● Task inputs:
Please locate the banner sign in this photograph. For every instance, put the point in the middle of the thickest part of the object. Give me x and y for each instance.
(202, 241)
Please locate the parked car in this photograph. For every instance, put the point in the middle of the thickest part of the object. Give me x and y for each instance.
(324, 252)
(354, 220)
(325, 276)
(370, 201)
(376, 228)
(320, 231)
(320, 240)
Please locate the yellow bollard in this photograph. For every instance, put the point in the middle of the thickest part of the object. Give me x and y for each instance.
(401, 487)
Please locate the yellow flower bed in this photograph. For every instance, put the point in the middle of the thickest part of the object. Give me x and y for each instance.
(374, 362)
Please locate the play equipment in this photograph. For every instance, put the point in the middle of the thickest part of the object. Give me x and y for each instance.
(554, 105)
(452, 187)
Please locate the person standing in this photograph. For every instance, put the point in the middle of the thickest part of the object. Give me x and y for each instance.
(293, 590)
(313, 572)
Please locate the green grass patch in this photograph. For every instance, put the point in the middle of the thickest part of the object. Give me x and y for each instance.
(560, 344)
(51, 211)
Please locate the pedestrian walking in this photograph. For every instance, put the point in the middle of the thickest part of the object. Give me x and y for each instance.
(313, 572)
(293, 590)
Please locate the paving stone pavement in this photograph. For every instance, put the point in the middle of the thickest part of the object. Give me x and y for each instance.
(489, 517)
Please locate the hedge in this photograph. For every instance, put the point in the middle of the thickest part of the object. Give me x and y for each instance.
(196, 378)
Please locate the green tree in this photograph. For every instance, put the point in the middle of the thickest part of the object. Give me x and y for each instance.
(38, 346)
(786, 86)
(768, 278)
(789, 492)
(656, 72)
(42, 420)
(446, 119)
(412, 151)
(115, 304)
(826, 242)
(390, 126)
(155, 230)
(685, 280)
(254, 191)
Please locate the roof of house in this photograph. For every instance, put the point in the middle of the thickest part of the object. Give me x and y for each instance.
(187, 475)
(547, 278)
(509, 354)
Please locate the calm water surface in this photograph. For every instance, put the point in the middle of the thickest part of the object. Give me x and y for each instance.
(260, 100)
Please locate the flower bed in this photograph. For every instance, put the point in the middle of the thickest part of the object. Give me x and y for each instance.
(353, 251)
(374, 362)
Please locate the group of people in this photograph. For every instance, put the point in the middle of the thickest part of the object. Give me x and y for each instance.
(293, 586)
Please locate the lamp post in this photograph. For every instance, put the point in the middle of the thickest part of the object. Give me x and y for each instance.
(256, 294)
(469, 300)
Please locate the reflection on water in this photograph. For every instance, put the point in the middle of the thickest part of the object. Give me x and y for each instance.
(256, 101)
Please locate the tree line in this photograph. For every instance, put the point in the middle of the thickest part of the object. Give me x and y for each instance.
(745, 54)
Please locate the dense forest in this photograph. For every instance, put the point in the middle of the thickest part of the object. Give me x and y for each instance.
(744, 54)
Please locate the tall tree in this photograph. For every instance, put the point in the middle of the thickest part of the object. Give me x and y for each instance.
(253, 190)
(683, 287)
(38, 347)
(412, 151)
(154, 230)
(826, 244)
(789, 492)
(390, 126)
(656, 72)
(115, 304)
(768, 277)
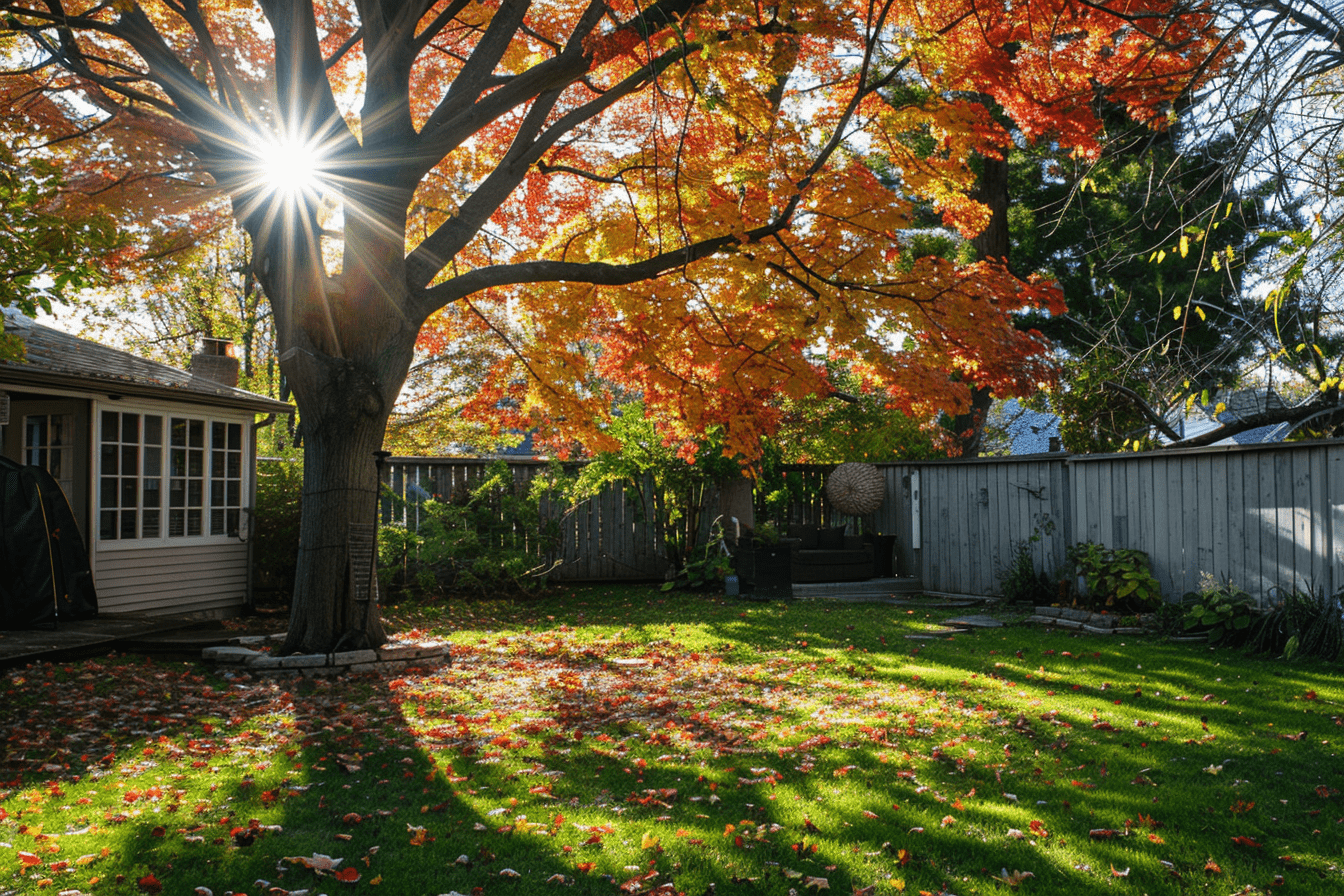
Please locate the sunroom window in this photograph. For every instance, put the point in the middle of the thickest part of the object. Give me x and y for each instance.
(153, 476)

● What you are asked to do: Transcribe each line of the material above verbatim, but do not include the images.

● Task output:
Please locate the banner sign in this photograph. For every instance, put the point in the middle of the thickest part of the object. Give me x and y for each instance.
(202, 241)
Please locate the parked car in this photograph. For every instance, put the point in the middle of the thickest part of the object. Give me x and y for each instance.
(324, 252)
(354, 220)
(325, 276)
(370, 201)
(376, 228)
(320, 231)
(320, 240)
Please locate the yellow bollard in this photograph. For every instance, put the point in the middle of the thickest part of the object. Give me x and y for each instance.
(401, 487)
Please locate the yellow flower bed in this photograph. For every instance, put the point in the middle of the thickest part of the object. Give me x and y for each instance.
(374, 362)
Please locate the play equipment in this photograph. For every instance, put the point in the middle of the thickest part of the object. Give me x and y for each instance.
(554, 105)
(452, 187)
Please locate the person standing in this photograph. For every instance, put the point in the middle of the thickest part of the object. Give me x and y for each instance.
(293, 590)
(313, 572)
Please locate the green grass patch in this photograph. For every instance, put the point in the middle of the thickest part of the object. Give me x and y for each instance.
(560, 344)
(51, 211)
Please locate the pedestrian walking in this photograph. For every instance, put the point in the middle of the thickest part of the object. Give me x and y for each instance.
(313, 572)
(293, 590)
Please locate the paving stone pavement in this photograph. For every instance, put the point in the middle of the thickest part of the object. Give me x and y for each instance.
(489, 517)
Please locate the hedge in this photograph. For every instance, put the point in the middle of the thickest part of the object. Give me x and y for each instance.
(196, 378)
Please locate the green tree in this photograph. For every instance, put the point in the middle of the thickest part of the object. Give me x and y for each instance.
(38, 346)
(786, 86)
(768, 278)
(789, 492)
(656, 72)
(42, 420)
(446, 119)
(412, 151)
(115, 304)
(826, 242)
(390, 126)
(155, 230)
(685, 280)
(254, 191)
Please locate the roof of house in this photograph. For every instance, put the point in the middle of the thickest part of the object. Give me x and y for each instance.
(187, 475)
(547, 278)
(509, 354)
Please locate the calm water surface in this photograph. For every instance, put the point in the middle of the thickest part of the object. Give me x and y for each instance.
(260, 100)
Please locate the flower bed in this photograph. For every instance, put the point in the middle of the thickest part of the object. Give me x and y for each instance.
(353, 251)
(374, 362)
Please locate the group of people in this photograph. For every instance, put the point in the middle of the thickest part of the object. Give me x and y for each instance.
(293, 586)
Please locate the lamp post in this photograph. For every instance, put the point in the middle of the thickest part of the object. Give me x and y for each instance.
(256, 294)
(469, 300)
Please locate the reflection on water in this photograph. For every instance, put the point in the middle of the thickest part of the object. Give me x and y for each instance.
(256, 101)
Please locate the tree line in this photograph. For every instance, put the point in the middle of the thickest part of the object. Give me x and y for each instance.
(745, 54)
Please locate the dense forest in this photograph. For every instance, put the point in the middle of the thickest part of the object. Give me x and y for each instance.
(744, 54)
Please locate the tall tree in this photograph. For every instance, put the point in the middle of the thickest part of the object. Give me x and y for each instance.
(253, 190)
(683, 287)
(38, 347)
(412, 151)
(154, 230)
(826, 244)
(789, 492)
(390, 126)
(656, 72)
(115, 304)
(768, 277)
Please locate the sunroom window in this photograph. For every instance, put the point in the middle of the thickest part of the object. Give me x and y for each instance.
(153, 476)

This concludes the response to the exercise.